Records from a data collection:

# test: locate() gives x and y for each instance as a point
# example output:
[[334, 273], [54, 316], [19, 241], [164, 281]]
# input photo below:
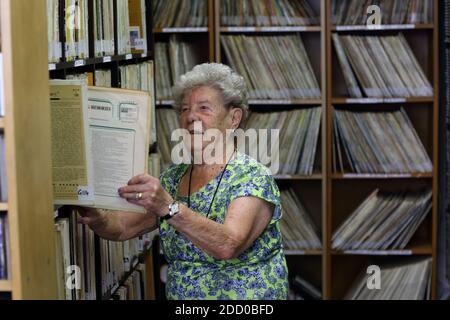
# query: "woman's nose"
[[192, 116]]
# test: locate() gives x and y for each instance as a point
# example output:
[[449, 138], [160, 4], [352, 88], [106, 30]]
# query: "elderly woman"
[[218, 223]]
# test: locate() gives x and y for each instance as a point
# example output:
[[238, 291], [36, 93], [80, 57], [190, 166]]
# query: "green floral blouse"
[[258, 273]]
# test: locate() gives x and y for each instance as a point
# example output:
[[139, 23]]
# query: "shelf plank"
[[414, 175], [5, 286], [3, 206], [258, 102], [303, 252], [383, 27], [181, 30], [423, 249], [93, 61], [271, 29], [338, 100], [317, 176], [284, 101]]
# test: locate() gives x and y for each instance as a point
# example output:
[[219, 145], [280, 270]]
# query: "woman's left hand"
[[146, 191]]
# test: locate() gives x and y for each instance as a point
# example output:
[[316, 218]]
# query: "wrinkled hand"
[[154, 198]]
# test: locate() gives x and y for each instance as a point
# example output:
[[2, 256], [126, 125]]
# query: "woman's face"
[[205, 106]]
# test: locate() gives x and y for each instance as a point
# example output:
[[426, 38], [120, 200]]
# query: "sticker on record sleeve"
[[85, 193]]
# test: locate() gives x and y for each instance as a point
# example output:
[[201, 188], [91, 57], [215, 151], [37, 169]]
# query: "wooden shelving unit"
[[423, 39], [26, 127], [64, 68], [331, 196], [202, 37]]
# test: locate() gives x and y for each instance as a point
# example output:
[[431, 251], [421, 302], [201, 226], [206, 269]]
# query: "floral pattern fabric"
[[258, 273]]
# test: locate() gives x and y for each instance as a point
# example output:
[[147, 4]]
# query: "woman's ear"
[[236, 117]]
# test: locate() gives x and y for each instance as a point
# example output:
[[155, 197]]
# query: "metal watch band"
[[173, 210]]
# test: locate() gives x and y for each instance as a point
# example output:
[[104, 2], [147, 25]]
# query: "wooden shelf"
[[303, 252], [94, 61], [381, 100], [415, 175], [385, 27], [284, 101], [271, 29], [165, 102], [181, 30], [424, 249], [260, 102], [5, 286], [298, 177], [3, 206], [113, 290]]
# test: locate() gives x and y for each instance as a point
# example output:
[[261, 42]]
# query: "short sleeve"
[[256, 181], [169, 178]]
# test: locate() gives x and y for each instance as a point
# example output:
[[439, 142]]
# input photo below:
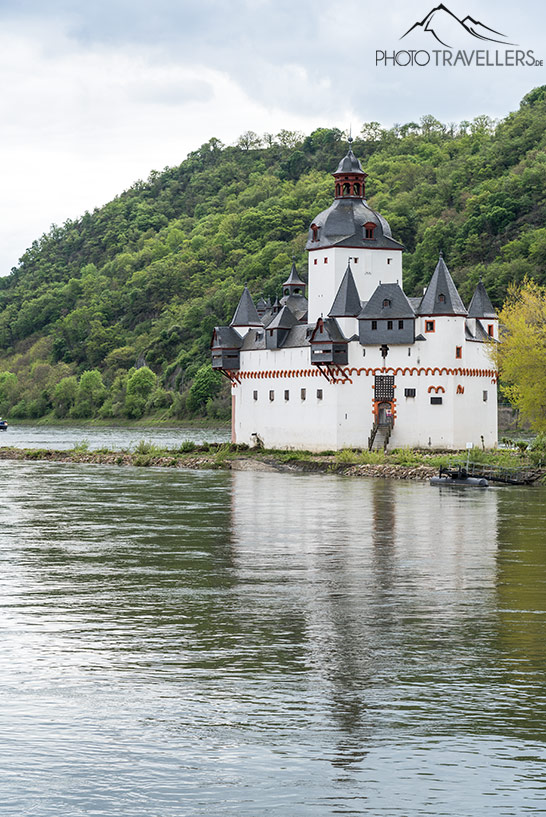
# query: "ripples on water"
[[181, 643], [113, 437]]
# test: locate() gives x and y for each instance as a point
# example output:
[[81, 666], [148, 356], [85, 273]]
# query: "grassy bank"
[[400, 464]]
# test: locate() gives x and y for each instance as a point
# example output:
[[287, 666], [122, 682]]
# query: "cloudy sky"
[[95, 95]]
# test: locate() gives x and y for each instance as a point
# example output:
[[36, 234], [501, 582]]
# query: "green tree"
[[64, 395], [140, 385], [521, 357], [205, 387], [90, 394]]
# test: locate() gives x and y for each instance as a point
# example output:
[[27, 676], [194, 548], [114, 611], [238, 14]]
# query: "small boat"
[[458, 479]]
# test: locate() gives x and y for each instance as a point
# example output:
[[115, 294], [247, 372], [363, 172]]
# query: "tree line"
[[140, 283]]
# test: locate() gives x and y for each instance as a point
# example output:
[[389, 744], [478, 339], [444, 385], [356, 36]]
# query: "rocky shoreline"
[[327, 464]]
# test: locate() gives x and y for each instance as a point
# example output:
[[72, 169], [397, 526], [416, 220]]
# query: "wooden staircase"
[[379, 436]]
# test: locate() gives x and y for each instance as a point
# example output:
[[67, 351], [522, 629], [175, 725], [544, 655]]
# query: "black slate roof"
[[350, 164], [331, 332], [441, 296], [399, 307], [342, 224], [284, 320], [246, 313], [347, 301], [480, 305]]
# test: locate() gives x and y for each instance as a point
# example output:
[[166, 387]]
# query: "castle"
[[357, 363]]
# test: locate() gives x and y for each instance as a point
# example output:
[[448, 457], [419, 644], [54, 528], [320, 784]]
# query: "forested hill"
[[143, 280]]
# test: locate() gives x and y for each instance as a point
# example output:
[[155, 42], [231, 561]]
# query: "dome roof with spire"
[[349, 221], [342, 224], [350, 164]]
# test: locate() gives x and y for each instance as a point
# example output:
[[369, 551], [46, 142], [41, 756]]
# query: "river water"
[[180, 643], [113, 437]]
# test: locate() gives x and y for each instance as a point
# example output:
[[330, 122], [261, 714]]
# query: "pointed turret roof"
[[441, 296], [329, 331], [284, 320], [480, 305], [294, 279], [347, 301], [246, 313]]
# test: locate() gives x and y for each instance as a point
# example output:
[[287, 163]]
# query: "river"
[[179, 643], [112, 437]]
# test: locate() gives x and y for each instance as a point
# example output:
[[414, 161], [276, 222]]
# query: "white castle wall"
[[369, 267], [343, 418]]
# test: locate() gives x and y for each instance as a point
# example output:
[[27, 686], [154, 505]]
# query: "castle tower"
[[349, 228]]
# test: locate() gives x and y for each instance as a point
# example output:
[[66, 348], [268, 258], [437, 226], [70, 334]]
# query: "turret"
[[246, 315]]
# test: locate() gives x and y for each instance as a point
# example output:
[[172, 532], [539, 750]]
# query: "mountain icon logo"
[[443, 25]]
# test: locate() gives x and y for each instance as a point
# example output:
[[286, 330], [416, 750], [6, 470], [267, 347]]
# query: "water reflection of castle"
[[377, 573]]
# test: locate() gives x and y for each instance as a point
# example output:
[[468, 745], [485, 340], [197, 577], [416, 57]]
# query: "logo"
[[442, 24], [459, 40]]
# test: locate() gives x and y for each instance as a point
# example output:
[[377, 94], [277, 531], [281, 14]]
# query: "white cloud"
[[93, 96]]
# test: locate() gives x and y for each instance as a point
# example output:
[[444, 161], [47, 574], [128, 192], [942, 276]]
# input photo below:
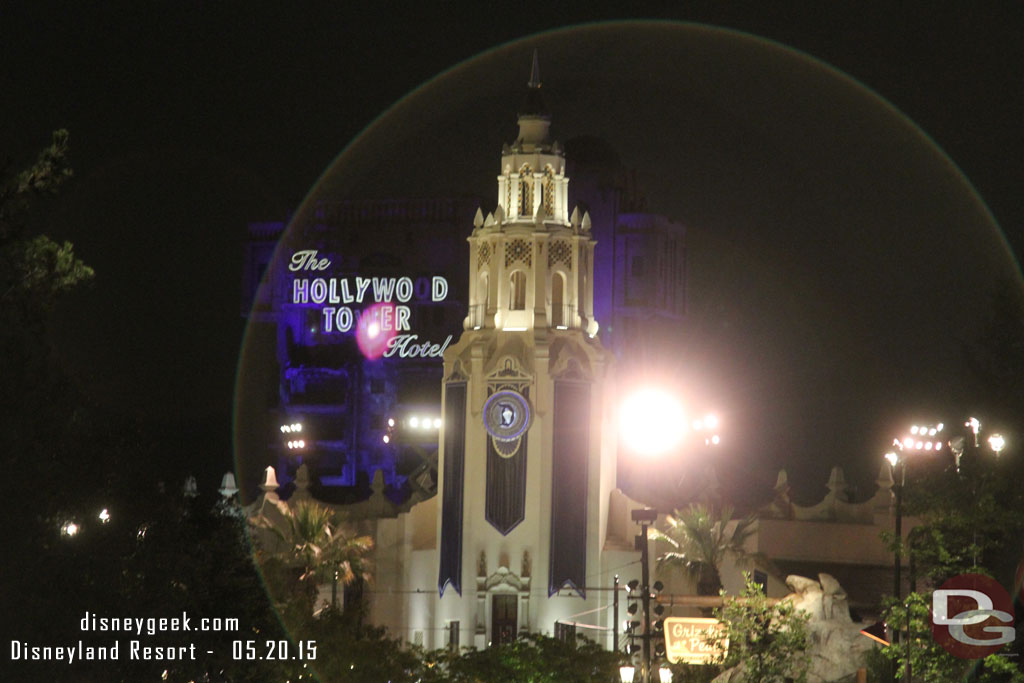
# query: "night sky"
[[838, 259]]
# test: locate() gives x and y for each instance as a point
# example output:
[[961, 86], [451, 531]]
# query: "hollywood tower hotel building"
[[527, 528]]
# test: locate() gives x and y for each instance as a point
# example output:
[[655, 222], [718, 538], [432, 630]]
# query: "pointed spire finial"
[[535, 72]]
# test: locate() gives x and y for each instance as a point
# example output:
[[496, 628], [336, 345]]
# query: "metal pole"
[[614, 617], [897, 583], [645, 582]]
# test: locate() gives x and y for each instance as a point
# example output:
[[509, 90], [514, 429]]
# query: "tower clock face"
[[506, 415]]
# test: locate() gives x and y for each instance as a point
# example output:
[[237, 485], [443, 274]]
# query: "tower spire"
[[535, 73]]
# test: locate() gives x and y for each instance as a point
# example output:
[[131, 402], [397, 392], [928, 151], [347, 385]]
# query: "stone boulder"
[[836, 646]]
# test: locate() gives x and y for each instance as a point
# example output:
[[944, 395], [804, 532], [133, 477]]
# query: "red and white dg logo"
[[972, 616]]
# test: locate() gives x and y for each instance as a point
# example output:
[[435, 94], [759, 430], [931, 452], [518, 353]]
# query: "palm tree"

What to work on
Update the data above so that every "example output" reads "sample output", with everything else left unchanged. Leave the pictures out of your answer.

Exercise solution
# test: locate() gives x and y for each instance as a point
# sample output:
[[334, 273], [54, 316], [19, 241], [164, 281]]
# input photo below:
# query: "woman's nose"
[[192, 116]]
# test: locate() gives x and y for each instance as a point
# sample output:
[[449, 138], [160, 4], [352, 88], [106, 30]]
# query: "elderly woman"
[[218, 223]]
# test: locate() gives x and y for each instance as a point
# sample output:
[[238, 291], [36, 93], [80, 57], [190, 166]]
# query: "green floral blouse"
[[258, 273]]
# test: locate() gives x and y for each instance as a point
# sample output:
[[139, 23]]
# query: "shelf plank"
[[414, 175], [5, 286], [3, 206], [258, 102], [303, 252], [383, 27], [181, 30], [423, 249], [93, 61], [271, 29], [338, 100], [317, 176], [284, 101]]
# test: locate() gives x and y for each instance as a point
# sample output:
[[219, 145], [280, 270]]
# query: "woman's left hand"
[[146, 191]]
# test: locate() gives x and y for each instance as a point
# sample output:
[[316, 218]]
# query: "wrinkled hand"
[[154, 198]]
# test: locate() gives x and y for each instance as a point
# sample output:
[[2, 256], [126, 125]]
# query: "woman's face"
[[205, 106]]
# test: locate() gives x and y for each instance as a point
# sample output:
[[426, 38], [120, 200]]
# query: "sticker on record sleeve"
[[85, 193]]
# test: locate() gives x and y for each instance as a point
# sample output:
[[201, 188], [91, 57], [215, 151], [37, 169]]
# query: "wooden shelving unit"
[[423, 39], [26, 127], [64, 68], [331, 196], [202, 37]]
# test: locate() gives x and y for each instance as a point
# sample output:
[[431, 251], [421, 302], [201, 226], [206, 269]]
# query: "floral pattern fabric"
[[258, 273]]
# test: locate() gives x and y for each instance as a point
# sample output:
[[147, 4]]
# query: "woman's ear"
[[236, 117]]
# test: locate() gives x and y for each instance as a point
# sample output:
[[155, 197]]
# query: "metal watch band"
[[173, 210]]
# test: locate() gives x and y for each instance as a point
# sample output:
[[104, 2], [147, 25]]
# query: "wooden shelf"
[[303, 252], [94, 61], [381, 100], [415, 175], [385, 27], [284, 101], [271, 29], [165, 102], [181, 30], [424, 249], [260, 102], [5, 286], [298, 177], [3, 206], [113, 290]]
# test: locate() gives x and y for each instance as a point
# sample output:
[[261, 42]]
# query: "short sleeve"
[[256, 181], [169, 178]]
# test: locate() gives x and y for each instance as a point
# sample output:
[[439, 142]]
# input photo below:
# query: "ripples on water"
[[181, 643], [113, 437]]
# test: locate() gives x and y for each instance as a point
# sample output:
[[81, 666], [148, 356], [85, 273]]
# query: "grassy bank"
[[400, 464]]
# test: locate() gives x and y for each instance as a point
# sample output:
[[287, 666], [122, 682]]
# query: "cloudy sky"
[[95, 95]]
# test: locate() gives x and y for each instance as a point
# sample output:
[[36, 234], [501, 582]]
# query: "green tree"
[[64, 395], [140, 385], [521, 357], [205, 387], [90, 394]]
# test: locate() gives x and y for each instance as a point
# sample output:
[[27, 676], [194, 548], [114, 611], [238, 14]]
# query: "small boat"
[[458, 479]]
# test: locate() gives x and y for each instance as a point
# sample output:
[[115, 294], [247, 372], [363, 172]]
# query: "tree line"
[[140, 283]]
# test: locate() gives x and y for each instance as a point
# sample output:
[[389, 744], [478, 339], [444, 385], [356, 36]]
# query: "rocky shoreline"
[[327, 464]]
# test: locate() gives x and y for each instance as a point
# sample output:
[[72, 169], [397, 526], [416, 220]]
# query: "wooden staircase"
[[379, 436]]
# test: locate() gives x and y for each instance as a point
# sample output:
[[67, 351], [522, 629], [175, 725], [544, 655]]
# query: "black slate roof"
[[350, 164], [331, 332], [441, 296], [399, 307], [342, 224], [284, 320], [246, 313], [347, 301], [480, 305]]
# test: locate() gives x and y for each instance as a point
# sample output:
[[166, 387]]
# query: "castle"
[[357, 363]]
# test: locate() gives x and y for each instance as a point
# sample output:
[[448, 457], [419, 644], [54, 528], [320, 784]]
# query: "forested hill"
[[143, 280]]
# test: locate() gives x and y for each instance as a point
# sample output:
[[155, 42], [231, 561]]
# query: "dome roof with spire"
[[349, 221], [342, 224], [350, 164]]
# test: locate() gives x and y for each instance as a point
# sample output:
[[369, 551], [46, 142], [41, 756]]
# query: "river water"
[[180, 643], [113, 437]]
# test: locate() gives x and y for each instance as a point
# sample output:
[[330, 122], [261, 714]]
# query: "pointed turret roof"
[[441, 296], [329, 331], [284, 320], [480, 305], [294, 279], [347, 301], [246, 313]]
# test: locate() gives x and y for each instance as a point
# sample output:
[[287, 163]]
# query: "river"
[[179, 643], [112, 437]]
# test: locate() gives x and y for each instance as a point
# sample output:
[[414, 161], [276, 222]]
# query: "white castle wall"
[[369, 267], [343, 418]]
# test: locate() gives x and y for each instance as a point
# sample output:
[[27, 686], [154, 505]]
# query: "castle tower"
[[349, 228]]
# test: locate() gives x and y for each instance as a point
# sample output:
[[66, 348], [268, 258], [437, 226], [70, 334]]
# query: "turret"
[[246, 315]]
# test: locate() gives x and y for each instance as a point
# sample output:
[[172, 532], [539, 750]]
# query: "mountain icon logo"
[[443, 25]]
# test: locate() gives x and y for each instance as a point
# sample output:
[[286, 330], [416, 750], [6, 470], [267, 347]]
# query: "water reflection of castle"
[[377, 573]]
# test: locate() gives x and y for each instance as a point
# sample output:
[[468, 745], [485, 340], [197, 577], [416, 57]]
# query: "logo"
[[442, 24], [459, 40]]
# test: locate() gives x and y for each instance as a point
# sample output:
[[377, 94], [277, 531], [281, 14]]
# query: "white cloud"
[[93, 96]]
# test: locate() gives x and y for each instance as a point
# sample output:
[[444, 161], [47, 574], [128, 192], [942, 276]]
# input photo below:
# query: "night sky"
[[838, 259]]
# test: locate() gives x and y for each instance as a point
# sample output:
[[961, 86], [451, 531]]
# query: "hollywood tower hotel building"
[[527, 528]]
# test: locate() gives x and y for each instance as a point
# sample output:
[[655, 222], [718, 538], [432, 630]]
# query: "pointed spire finial"
[[535, 72]]
# test: locate() gives x and y for each instance as a point
# sample output:
[[496, 628], [336, 345]]
# query: "metal pole"
[[614, 617], [897, 583], [645, 582]]
# test: locate() gives x and y for each instance as a point
# sample output:
[[509, 90], [514, 429]]
# query: "tower clock face"
[[506, 415]]
# test: locate() gives x and y for each instance as a point
# sample output:
[[237, 485], [443, 274]]
# query: "tower spire"
[[535, 73]]
# test: locate() gives x and y for each instance as a point
# sample output:
[[131, 402], [397, 392], [928, 151], [347, 385]]
# query: "stone boulder"
[[836, 646]]
# test: locate() gives x and y for each instance as a point
# sample output:
[[944, 395], [804, 532], [133, 477]]
# query: "red and white dg logo"
[[972, 616]]
# test: locate() gives x and y for each instance as a point
# sample output:
[[435, 94], [759, 430], [931, 452], [518, 353]]
# query: "palm tree"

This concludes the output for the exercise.